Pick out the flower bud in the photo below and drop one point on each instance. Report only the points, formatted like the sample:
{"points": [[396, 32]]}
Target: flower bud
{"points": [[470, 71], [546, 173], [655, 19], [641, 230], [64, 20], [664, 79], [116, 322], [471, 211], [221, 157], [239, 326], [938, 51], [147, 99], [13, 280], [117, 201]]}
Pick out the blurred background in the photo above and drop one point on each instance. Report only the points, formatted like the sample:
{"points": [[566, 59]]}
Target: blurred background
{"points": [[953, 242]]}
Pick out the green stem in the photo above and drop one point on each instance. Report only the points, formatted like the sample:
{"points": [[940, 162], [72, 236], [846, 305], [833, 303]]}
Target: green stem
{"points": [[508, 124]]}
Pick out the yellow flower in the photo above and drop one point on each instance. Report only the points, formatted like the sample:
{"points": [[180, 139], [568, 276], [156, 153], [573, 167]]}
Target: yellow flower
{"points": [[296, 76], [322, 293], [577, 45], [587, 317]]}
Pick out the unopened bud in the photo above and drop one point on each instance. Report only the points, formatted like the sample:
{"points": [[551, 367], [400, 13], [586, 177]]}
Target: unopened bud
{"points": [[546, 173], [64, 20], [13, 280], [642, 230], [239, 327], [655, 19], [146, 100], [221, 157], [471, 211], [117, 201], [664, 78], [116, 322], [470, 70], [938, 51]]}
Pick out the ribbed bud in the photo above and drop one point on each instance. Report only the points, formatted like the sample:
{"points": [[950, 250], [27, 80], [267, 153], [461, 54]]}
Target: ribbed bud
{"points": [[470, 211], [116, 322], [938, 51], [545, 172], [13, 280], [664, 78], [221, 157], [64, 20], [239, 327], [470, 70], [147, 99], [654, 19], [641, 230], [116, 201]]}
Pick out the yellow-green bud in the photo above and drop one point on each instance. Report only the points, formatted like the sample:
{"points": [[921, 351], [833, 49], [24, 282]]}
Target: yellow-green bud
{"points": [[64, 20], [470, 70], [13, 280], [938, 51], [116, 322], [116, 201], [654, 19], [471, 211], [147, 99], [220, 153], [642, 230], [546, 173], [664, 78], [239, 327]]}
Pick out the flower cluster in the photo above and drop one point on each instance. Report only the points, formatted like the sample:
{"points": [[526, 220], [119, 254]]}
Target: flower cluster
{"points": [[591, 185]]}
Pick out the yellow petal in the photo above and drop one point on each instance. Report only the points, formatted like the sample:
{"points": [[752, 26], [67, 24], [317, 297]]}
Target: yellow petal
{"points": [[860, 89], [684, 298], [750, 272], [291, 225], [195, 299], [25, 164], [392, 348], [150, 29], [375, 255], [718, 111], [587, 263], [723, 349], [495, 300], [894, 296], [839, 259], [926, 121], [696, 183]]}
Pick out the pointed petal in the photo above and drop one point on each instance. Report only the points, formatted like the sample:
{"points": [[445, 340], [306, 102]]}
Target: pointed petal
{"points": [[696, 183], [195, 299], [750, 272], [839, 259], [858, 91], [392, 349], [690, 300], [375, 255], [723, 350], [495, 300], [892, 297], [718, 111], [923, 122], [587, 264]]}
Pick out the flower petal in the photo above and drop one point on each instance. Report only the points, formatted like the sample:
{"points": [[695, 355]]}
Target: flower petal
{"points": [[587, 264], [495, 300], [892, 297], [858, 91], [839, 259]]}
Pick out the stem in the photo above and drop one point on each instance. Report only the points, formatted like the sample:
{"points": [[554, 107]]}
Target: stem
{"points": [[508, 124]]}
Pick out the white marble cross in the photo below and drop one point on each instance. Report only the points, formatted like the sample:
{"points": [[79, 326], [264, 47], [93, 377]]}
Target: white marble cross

● ● ●

- [AIM OF THE EXERCISE]
Give back every line of the listing where the word "marble" shows up.

- [EXERCISE OUTPUT]
Pick out the white marble cross in the photo below and drop one point on each instance. Report only the points, formatted like the sample:
Target: white marble cross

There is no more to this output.